- [GIVEN TASK] Give the lines again exactly, from the one holding "the blue sky" to the last line of the listing below, both ends included and nothing added.

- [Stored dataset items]
——

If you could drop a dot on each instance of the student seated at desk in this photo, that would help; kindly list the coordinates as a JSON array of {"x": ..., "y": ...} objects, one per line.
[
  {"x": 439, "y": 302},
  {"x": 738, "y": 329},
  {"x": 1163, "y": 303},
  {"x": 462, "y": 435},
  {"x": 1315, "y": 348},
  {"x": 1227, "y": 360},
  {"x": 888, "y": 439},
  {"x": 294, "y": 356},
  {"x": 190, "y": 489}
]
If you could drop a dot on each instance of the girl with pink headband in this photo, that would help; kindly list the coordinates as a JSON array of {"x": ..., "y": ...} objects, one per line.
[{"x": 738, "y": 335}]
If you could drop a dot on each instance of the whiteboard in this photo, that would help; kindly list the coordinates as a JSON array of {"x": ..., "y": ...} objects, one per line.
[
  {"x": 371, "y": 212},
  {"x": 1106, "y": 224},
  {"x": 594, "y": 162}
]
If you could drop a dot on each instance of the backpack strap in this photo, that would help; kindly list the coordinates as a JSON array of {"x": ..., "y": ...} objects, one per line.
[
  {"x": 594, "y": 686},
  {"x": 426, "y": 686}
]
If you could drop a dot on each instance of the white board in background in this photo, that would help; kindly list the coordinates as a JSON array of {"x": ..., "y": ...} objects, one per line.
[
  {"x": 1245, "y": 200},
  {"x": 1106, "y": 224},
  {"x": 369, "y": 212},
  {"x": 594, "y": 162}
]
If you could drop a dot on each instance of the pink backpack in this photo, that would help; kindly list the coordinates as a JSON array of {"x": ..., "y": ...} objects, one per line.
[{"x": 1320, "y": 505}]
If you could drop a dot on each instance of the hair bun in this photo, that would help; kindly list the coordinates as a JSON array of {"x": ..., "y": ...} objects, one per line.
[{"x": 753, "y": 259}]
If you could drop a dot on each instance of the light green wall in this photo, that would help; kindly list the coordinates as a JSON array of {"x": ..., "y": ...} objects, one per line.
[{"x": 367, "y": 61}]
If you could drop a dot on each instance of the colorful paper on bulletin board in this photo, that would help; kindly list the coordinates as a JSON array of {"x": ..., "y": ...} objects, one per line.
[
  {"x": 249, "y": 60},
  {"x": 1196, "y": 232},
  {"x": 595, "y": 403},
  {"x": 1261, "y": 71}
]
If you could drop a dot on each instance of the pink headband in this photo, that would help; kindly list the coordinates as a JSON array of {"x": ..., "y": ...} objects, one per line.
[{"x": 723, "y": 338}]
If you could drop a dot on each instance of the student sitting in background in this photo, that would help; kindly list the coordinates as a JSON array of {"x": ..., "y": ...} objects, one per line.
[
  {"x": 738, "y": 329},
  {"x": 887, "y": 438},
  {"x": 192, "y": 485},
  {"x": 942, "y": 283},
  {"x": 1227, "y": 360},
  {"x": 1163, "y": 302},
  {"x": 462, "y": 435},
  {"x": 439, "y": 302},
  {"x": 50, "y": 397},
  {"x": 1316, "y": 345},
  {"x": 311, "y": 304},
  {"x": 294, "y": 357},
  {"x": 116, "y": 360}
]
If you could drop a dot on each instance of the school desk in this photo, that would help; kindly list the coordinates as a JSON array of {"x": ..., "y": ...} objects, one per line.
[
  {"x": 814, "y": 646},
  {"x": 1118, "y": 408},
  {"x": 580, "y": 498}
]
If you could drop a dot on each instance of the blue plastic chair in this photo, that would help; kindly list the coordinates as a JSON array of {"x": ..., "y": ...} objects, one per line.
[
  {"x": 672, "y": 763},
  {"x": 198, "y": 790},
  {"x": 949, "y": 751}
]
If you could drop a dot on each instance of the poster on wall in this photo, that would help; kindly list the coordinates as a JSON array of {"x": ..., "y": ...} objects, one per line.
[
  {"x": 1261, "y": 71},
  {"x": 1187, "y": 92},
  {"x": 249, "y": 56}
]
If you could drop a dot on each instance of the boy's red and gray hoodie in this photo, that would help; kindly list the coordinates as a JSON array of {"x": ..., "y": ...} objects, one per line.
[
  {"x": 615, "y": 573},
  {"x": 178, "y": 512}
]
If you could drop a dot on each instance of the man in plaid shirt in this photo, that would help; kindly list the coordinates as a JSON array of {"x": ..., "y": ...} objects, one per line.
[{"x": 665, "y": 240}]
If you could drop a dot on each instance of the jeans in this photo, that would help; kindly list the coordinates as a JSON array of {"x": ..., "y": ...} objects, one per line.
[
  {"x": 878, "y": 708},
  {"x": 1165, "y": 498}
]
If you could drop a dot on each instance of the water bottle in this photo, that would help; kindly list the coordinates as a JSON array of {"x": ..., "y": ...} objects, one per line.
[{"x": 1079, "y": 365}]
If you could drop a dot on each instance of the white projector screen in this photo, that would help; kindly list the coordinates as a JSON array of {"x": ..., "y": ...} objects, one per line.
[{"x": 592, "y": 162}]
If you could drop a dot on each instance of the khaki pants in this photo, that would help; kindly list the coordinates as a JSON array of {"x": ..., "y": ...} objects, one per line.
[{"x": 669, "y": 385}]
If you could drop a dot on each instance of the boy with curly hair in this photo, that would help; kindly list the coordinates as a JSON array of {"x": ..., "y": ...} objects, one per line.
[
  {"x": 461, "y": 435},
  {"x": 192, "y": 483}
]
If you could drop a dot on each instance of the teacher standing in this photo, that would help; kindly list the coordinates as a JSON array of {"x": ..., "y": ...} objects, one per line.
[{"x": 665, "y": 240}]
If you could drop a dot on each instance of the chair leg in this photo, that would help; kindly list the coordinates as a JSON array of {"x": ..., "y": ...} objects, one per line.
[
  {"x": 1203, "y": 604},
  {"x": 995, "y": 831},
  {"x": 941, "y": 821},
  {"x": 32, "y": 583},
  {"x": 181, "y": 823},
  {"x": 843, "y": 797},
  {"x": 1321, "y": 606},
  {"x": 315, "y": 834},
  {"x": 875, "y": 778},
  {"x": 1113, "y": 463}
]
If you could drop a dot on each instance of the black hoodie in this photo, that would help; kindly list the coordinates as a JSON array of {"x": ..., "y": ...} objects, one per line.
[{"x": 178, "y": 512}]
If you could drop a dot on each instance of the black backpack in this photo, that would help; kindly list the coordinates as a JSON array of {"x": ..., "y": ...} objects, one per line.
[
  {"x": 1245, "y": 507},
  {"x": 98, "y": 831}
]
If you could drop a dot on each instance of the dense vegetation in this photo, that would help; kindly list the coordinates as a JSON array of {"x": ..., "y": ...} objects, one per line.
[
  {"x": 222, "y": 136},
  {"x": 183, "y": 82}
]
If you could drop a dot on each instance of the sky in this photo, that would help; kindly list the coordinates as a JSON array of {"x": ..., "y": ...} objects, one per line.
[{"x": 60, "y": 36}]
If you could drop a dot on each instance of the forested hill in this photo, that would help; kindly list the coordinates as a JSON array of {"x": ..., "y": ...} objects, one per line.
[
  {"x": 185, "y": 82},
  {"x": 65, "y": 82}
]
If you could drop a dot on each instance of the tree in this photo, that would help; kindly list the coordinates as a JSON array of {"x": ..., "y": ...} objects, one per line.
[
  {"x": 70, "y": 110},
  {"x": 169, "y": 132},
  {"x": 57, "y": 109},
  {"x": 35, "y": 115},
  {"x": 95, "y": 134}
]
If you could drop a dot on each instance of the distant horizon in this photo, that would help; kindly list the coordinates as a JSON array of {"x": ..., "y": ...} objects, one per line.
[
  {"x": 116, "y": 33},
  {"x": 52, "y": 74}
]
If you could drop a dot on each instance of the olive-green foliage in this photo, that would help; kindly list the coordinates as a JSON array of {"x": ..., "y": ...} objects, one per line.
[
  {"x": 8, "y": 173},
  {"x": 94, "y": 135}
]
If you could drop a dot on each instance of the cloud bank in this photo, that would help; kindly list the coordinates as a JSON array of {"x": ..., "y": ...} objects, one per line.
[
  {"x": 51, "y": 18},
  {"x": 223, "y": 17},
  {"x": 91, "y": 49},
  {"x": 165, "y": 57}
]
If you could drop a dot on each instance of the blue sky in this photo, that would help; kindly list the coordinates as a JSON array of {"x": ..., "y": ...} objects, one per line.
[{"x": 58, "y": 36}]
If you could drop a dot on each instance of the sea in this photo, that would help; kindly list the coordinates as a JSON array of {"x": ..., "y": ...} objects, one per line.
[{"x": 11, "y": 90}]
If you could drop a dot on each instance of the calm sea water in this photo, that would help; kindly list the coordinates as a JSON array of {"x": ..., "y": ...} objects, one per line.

——

- [EXPECTED ANSWER]
If you could drop a dot on each instance of the blue sky in this photo, that would help; kindly list the coordinates as a JSON array of {"x": ..., "y": ...} objects, one per line.
[{"x": 58, "y": 36}]
If you could drop a dot on each instance of the sea in this photo, that would help; kindly list the coordinates as a JSON array of {"x": ..., "y": ...} objects, one per line.
[{"x": 11, "y": 90}]
If you could drop a dot on each instance of the calm sea water in this photo, that would help; kindly list the coordinates as a JSON array of {"x": ..., "y": ...} objects, one per line.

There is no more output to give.